Task prompt –
How many lines in the entries below include the word "blue"? Respond with the number only.

[[ Input data open ]]

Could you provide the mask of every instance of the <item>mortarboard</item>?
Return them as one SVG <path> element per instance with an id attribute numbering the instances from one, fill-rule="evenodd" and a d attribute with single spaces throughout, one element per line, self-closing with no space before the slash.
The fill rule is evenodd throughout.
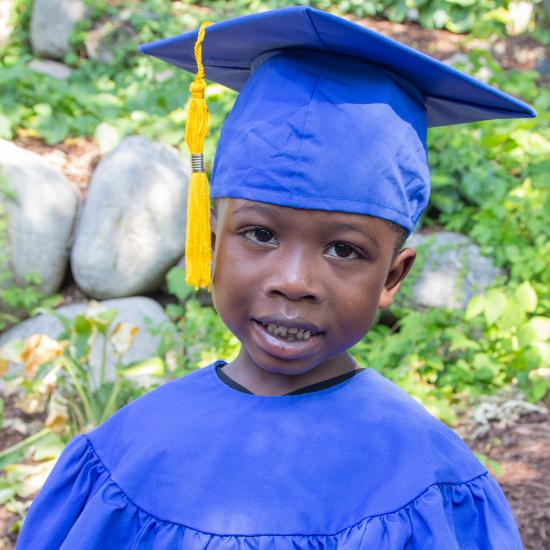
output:
<path id="1" fill-rule="evenodd" d="M 186 128 L 186 272 L 197 287 L 210 283 L 204 78 L 240 91 L 220 134 L 213 198 L 366 214 L 408 232 L 429 198 L 427 128 L 536 114 L 445 63 L 308 6 L 203 24 L 140 49 L 197 73 Z"/>

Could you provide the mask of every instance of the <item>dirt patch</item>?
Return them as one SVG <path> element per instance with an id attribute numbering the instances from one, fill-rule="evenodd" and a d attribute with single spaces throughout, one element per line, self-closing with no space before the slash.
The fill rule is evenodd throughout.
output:
<path id="1" fill-rule="evenodd" d="M 4 425 L 0 430 L 0 451 L 23 441 L 26 437 L 37 432 L 43 427 L 46 413 L 26 414 L 15 406 L 15 395 L 0 395 L 4 399 Z M 0 478 L 4 474 L 0 474 Z M 18 499 L 22 504 L 24 501 Z M 8 510 L 6 506 L 0 506 L 0 550 L 12 550 L 17 540 L 18 514 Z"/>
<path id="2" fill-rule="evenodd" d="M 20 130 L 14 143 L 44 157 L 82 195 L 86 194 L 92 172 L 101 160 L 101 151 L 91 137 L 68 138 L 58 145 L 46 145 L 41 139 L 30 137 Z"/>
<path id="3" fill-rule="evenodd" d="M 0 451 L 3 451 L 40 430 L 46 413 L 24 413 L 15 406 L 17 397 L 14 394 L 4 395 L 2 392 L 0 397 L 4 400 L 4 425 L 0 430 Z"/>
<path id="4" fill-rule="evenodd" d="M 518 523 L 525 550 L 550 548 L 550 418 L 530 413 L 519 424 L 491 428 L 470 447 L 496 460 L 499 482 Z"/>
<path id="5" fill-rule="evenodd" d="M 543 46 L 530 36 L 510 36 L 506 39 L 471 39 L 441 29 L 423 29 L 414 23 L 392 23 L 375 19 L 350 20 L 369 29 L 403 42 L 439 60 L 473 49 L 490 49 L 496 61 L 505 69 L 532 70 L 538 60 L 550 58 L 550 46 Z"/>

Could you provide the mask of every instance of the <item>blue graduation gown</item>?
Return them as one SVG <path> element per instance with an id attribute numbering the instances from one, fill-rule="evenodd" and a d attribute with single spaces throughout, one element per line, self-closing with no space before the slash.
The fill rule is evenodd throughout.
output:
<path id="1" fill-rule="evenodd" d="M 485 467 L 376 371 L 258 396 L 216 365 L 75 437 L 18 549 L 521 549 Z"/>

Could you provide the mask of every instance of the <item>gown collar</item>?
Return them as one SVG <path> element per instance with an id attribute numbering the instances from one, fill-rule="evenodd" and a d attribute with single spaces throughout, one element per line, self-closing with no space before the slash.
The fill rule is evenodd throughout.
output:
<path id="1" fill-rule="evenodd" d="M 238 382 L 236 382 L 235 380 L 233 380 L 230 376 L 228 376 L 224 370 L 223 370 L 223 367 L 227 365 L 227 363 L 225 361 L 218 361 L 215 366 L 214 366 L 214 369 L 216 371 L 216 374 L 218 375 L 218 378 L 224 383 L 226 384 L 227 386 L 237 390 L 237 391 L 240 391 L 242 393 L 248 393 L 250 395 L 255 395 L 254 393 L 252 393 L 250 390 L 248 390 L 247 388 L 245 388 L 244 386 L 242 386 L 241 384 L 239 384 Z M 364 371 L 366 369 L 364 368 L 359 368 L 359 369 L 356 369 L 356 370 L 353 370 L 353 371 L 350 371 L 350 372 L 346 372 L 344 374 L 340 374 L 338 376 L 333 376 L 332 378 L 328 378 L 327 380 L 322 380 L 321 382 L 315 382 L 314 384 L 308 384 L 307 386 L 304 386 L 302 388 L 298 388 L 297 390 L 293 390 L 289 393 L 284 393 L 282 395 L 300 395 L 300 394 L 303 394 L 303 393 L 312 393 L 312 392 L 315 392 L 315 391 L 319 391 L 319 390 L 324 390 L 324 389 L 327 389 L 327 388 L 330 388 L 332 386 L 335 386 L 341 382 L 344 382 L 345 380 L 347 380 L 348 378 L 351 378 L 352 376 Z"/>

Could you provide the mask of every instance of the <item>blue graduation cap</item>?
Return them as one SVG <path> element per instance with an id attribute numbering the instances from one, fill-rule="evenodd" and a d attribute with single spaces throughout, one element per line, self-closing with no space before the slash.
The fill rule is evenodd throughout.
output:
<path id="1" fill-rule="evenodd" d="M 366 214 L 408 232 L 428 203 L 428 127 L 536 114 L 426 54 L 308 6 L 140 49 L 197 72 L 196 97 L 204 77 L 240 91 L 220 135 L 212 197 Z M 191 150 L 196 171 L 200 152 Z M 196 219 L 188 218 L 188 246 Z M 191 239 L 203 242 L 204 232 Z"/>

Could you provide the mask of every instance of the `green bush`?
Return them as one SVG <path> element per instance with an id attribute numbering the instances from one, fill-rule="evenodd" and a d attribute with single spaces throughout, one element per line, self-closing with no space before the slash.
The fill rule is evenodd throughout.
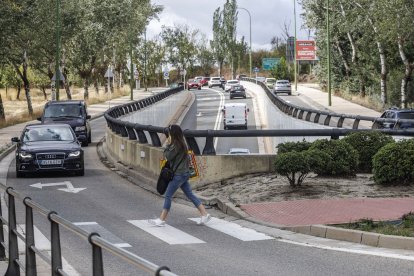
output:
<path id="1" fill-rule="evenodd" d="M 372 157 L 378 150 L 394 142 L 390 135 L 376 131 L 354 132 L 345 136 L 342 141 L 350 144 L 359 153 L 358 171 L 367 173 L 372 172 Z"/>
<path id="2" fill-rule="evenodd" d="M 301 152 L 301 151 L 308 150 L 311 145 L 312 145 L 311 142 L 306 142 L 305 140 L 303 140 L 301 142 L 282 143 L 282 144 L 277 145 L 276 148 L 277 148 L 278 153 L 286 153 L 286 152 L 292 152 L 292 151 Z"/>
<path id="3" fill-rule="evenodd" d="M 324 164 L 315 166 L 312 171 L 321 176 L 355 176 L 358 168 L 358 152 L 342 140 L 317 140 L 310 150 L 319 150 L 329 156 L 323 158 Z"/>
<path id="4" fill-rule="evenodd" d="M 310 172 L 308 155 L 304 152 L 279 153 L 274 165 L 276 172 L 286 176 L 293 187 L 300 186 Z"/>
<path id="5" fill-rule="evenodd" d="M 385 145 L 374 155 L 372 163 L 375 183 L 414 184 L 414 140 Z"/>

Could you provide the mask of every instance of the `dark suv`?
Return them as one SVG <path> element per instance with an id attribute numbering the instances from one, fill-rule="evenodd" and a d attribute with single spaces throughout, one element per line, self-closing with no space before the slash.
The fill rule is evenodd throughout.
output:
<path id="1" fill-rule="evenodd" d="M 378 120 L 372 128 L 380 129 L 407 129 L 414 128 L 414 109 L 397 109 L 391 108 L 385 110 L 381 117 L 384 120 Z M 400 121 L 412 120 L 412 122 Z"/>
<path id="2" fill-rule="evenodd" d="M 42 117 L 37 119 L 44 124 L 70 125 L 82 146 L 87 146 L 92 140 L 90 118 L 84 101 L 50 101 L 45 104 Z"/>

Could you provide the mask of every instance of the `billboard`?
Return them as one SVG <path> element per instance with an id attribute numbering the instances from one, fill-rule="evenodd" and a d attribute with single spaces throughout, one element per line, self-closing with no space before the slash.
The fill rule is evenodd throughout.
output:
<path id="1" fill-rule="evenodd" d="M 316 46 L 314 40 L 296 41 L 296 60 L 316 60 Z"/>
<path id="2" fill-rule="evenodd" d="M 295 61 L 295 37 L 290 36 L 286 44 L 286 61 L 293 63 Z"/>
<path id="3" fill-rule="evenodd" d="M 280 58 L 263 58 L 262 68 L 265 71 L 269 71 L 269 70 L 272 70 L 272 68 L 277 66 L 279 63 L 280 63 Z"/>

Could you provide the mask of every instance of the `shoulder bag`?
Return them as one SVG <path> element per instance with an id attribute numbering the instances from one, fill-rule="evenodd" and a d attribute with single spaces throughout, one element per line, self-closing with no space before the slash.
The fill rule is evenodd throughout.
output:
<path id="1" fill-rule="evenodd" d="M 180 166 L 181 162 L 186 158 L 187 155 L 181 159 L 180 163 L 178 163 L 177 167 L 173 170 L 171 168 L 170 162 L 166 162 L 165 165 L 161 168 L 160 175 L 158 176 L 157 181 L 157 192 L 160 195 L 163 195 L 167 190 L 168 183 L 174 178 L 175 171 Z"/>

[[ Input data closed ]]

Result –
2